* Text excerpt *
▬▬▬▬▬▬▬▬▬▬

This past Sunday I preached on Being Filled with the Holy Spirit. Here are two questions that I received from the sermon.
Question #1 You said, “The world and everything around us is pulling us constantly away from God.” I am a Christian, but I find the biggest struggle has been to get in God's word consistently. I have had many rich personal times with God and me. I know how important it is to seek God and Pray. I know that I need to be filled with the word daily but yet because I live in the flesh. The flesh seems to win too often. For you personally, how do you discipline your time with Christ? Something in your thinking is much different apparently than mine. I sadly feel so defeated in this area of my life and would say this has been a defeating area for years. I am sick of the battle. Please help. Thank you for your consistent encouragement to follow Christ. I know God loves me and continues to forgive me.
I’m encouraged to get an “in the trenches of life” question like this. I am sure that many of us can relate to this struggle. I know that I certainly can. First, I think that this person slightly misheard me. What I actually said was, “The world and MANY THINGS INSIDE OF us are constantly pulling us away from God.” The Bible is pretty clear that we shouldn’t expect struggles to come from things outside of us, but also things inside of us due to our indwelling sin. The power of sin has been broken in our lives through the victory of Christ (Romans 6:6-11). However, the presence of sin is still inside of us (Romans 7:15-21). This is why we need to continually “be filled” (Eph 5:18). We do not have the means in and of ourselves to win the war against our flesh. We need to continually ask for God to fill us with His Spirit so that we might walk in the newness of life that He has given us in Christ. All that to say, don’t be surprised about the struggle. It is the struggle that keeps us dependent on God, which positions us to receive grace from God. Also, it is the struggle that reminds us that heaven is not here on earth. Personally, few things make me long to be with Christ in heaven moe than knowing that on that day I will shed this mortal body where the presence of sin still remains and put on immortality with all purity. So don’t lose heart over the fight. God is with you and will help you if you ask him. And God promises that in your fight, you will not be defeated, but that he will bring all whom he has called home to himself. (John 1:28-29)
So we need to know that struggle is to be expected and that God’s grace is greater than our struggle. Secured by that, we are to “train ourselves for godliness” (1 Timothy 4:7) and “make no provisions for the flesh” (Romans 13:14). As Christians we are not to just wallow in our struggles. The strength of God is in us through the indwelling of the Holy Spirit and the strength of God comes to us through being filled with the Spirit. Therefore, as we ask God to be filled with the Spirit, we can take real, tangible, diligent steps to “work out your own salvation with fear and trembling, for it is God who works in you, both to will and to work for his good pleasure.” (Phi 2:12-13 ESV)

▬▬▬▬▬▬▬▬▬▬

* Recorded data *
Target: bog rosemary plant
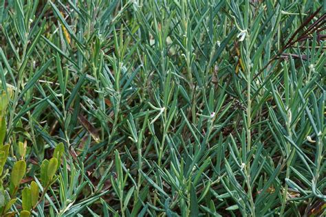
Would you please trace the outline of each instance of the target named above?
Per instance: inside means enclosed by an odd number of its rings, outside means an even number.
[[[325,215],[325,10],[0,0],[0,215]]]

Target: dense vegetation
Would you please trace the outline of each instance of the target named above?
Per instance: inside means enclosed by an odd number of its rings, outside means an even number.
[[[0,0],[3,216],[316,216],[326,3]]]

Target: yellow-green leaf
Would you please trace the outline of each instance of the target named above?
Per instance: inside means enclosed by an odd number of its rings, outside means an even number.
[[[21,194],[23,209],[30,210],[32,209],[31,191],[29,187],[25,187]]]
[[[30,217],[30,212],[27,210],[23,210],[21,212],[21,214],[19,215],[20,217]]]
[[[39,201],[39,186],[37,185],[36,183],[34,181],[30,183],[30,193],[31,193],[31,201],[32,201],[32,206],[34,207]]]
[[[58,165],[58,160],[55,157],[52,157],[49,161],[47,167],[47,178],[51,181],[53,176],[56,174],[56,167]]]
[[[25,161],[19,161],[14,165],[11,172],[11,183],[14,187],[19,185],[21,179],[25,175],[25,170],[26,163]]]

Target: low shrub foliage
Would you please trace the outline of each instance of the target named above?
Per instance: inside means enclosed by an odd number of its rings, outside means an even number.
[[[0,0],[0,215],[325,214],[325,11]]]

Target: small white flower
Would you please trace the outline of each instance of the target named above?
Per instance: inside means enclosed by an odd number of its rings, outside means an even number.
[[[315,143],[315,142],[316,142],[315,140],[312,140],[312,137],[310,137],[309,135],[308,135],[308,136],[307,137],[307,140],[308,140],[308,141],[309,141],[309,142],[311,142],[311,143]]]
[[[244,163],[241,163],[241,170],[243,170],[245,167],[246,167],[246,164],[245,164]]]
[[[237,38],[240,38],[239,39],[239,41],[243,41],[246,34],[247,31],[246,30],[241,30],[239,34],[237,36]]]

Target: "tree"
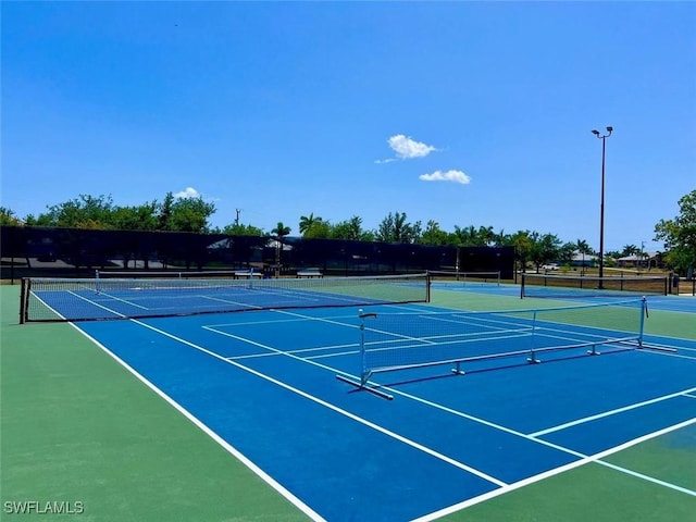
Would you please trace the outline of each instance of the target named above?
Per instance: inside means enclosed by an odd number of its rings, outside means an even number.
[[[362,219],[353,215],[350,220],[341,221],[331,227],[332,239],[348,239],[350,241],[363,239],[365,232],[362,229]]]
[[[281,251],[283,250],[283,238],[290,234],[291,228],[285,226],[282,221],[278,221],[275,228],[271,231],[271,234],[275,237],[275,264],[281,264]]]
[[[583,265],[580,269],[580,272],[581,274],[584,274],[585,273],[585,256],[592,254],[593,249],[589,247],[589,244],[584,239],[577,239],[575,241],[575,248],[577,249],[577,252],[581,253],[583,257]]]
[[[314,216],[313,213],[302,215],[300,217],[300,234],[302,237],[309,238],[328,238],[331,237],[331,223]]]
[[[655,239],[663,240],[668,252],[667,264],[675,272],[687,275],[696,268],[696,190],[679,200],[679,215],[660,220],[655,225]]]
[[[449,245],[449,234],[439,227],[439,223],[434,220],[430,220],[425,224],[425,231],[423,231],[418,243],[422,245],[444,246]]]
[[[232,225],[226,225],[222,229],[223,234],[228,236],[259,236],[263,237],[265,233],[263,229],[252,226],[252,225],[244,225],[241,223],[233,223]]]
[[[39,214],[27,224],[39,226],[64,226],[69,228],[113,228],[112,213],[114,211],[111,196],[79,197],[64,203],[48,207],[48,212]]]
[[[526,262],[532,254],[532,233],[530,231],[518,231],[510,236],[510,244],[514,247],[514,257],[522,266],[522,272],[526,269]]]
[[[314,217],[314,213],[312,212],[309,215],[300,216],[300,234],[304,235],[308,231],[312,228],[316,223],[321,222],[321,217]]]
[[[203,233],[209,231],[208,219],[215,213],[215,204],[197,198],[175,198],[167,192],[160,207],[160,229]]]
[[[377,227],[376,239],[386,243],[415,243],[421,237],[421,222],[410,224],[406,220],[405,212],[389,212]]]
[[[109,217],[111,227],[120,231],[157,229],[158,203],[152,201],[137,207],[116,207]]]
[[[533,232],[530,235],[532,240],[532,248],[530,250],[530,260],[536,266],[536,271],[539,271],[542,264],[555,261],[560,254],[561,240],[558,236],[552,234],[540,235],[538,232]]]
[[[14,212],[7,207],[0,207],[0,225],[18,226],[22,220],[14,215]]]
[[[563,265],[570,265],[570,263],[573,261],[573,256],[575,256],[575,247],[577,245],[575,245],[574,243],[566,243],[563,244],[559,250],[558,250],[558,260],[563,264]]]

▬▬▬▬▬▬▬▬▬▬

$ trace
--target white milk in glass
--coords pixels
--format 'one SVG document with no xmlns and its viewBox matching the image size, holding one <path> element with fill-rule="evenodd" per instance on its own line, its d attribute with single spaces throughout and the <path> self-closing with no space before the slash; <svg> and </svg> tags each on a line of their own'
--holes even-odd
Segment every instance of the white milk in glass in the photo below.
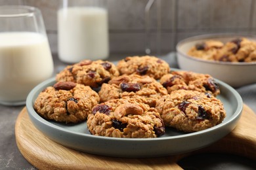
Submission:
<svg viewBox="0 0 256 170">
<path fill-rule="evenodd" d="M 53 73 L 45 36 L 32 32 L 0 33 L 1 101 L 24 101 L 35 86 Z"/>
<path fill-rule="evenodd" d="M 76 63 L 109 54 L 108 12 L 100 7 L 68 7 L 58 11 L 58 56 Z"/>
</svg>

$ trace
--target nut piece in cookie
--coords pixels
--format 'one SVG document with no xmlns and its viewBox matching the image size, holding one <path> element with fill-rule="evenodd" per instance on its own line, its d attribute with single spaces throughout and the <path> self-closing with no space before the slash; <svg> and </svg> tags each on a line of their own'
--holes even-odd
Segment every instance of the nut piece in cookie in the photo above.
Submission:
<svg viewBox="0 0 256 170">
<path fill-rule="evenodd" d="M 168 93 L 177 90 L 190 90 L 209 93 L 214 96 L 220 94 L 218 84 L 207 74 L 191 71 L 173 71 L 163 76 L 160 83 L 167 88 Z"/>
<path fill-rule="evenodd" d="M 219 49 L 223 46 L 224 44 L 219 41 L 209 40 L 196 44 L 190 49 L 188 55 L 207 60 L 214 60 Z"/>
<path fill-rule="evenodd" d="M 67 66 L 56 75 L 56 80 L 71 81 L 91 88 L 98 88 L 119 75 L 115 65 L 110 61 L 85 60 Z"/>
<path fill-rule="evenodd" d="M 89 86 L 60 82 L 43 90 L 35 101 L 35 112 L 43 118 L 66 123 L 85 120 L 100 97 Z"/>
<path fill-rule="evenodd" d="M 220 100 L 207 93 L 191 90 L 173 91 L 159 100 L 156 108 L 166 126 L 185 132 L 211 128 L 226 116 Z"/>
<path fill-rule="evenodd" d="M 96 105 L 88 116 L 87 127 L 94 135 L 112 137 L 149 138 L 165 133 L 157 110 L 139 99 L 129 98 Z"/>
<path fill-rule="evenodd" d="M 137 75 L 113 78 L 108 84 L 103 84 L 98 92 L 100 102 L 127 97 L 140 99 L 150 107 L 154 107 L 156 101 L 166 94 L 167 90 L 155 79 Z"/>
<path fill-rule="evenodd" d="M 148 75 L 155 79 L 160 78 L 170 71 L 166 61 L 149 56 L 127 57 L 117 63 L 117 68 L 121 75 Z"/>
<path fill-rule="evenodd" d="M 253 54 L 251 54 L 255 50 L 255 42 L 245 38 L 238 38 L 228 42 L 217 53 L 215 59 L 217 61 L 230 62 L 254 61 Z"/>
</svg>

▬▬▬▬▬▬▬▬▬▬

* Exercises *
1. Write out, word for word, the post on being filled with the Holy Spirit, everything from "Question #1 You" down to "to forgive me.".
2. Pick up the post on being filled with the Holy Spirit after its last sentence and keep writing it.
You won't need the records for anything here.

* Per-task answers *
1.
Question #1 You said, “The world and everything around us is pulling us constantly away from God.” I am a Christian, but I find the biggest struggle has been to get in God's word consistently. I have had many rich personal times with God and me. I know how important it is to seek God and Pray. I know that I need to be filled with the word daily but yet because I live in the flesh. The flesh seems to win too often. For you personally, how do you discipline your time with Christ? Something in your thinking is much different apparently than mine. I sadly feel so defeated in this area of my life and would say this has been a defeating area for years. I am sick of the battle. Please help. Thank you for your consistent encouragement to follow Christ. I know God loves me and continues to forgive me.

2.
I’ve already given suggested steps for your personal bible study in a previous blog post (http://www.christchurchsouthphilly.org/dearchristchurch/2016/12/14/for-your-joy). However, let me add a few thoughts.
If you are currently in a place of struggling to get into God’s word, I’d encourage you to start by reading a section of God’s word that has spoken to you in the past. Going back to places where our hearts have been warmed by scripture is a good way to remind ourselves of the truth of what God can do through his word.
Study scripture in conjunction with listening to a sermon series on that scripture. The preaching of God’s word is meant to stir our affections for God’s word.
There is no silver bullet, no magic strategy. And there certainly isn’t an absence of struggle. The Bible likens studying God’s word to digging for treasure (Proverbs 2:4). It involves long and hard work. There is struggle. But the struggle is worth it as you uncover nuggets of immeasurable price.
Question #2 It feels like a contradiction to talk about outward expressions of worship when we are supposed to not judge someone’s spirituality based on how they look when they are singing. I understand that we have real reasons to be excited and loud, but I feel like passionate worship can look differently for different people. Vs. 19 says we are to sing with our “heart”. Do you think it is dangerous to put emphasis on physical appearance during worship?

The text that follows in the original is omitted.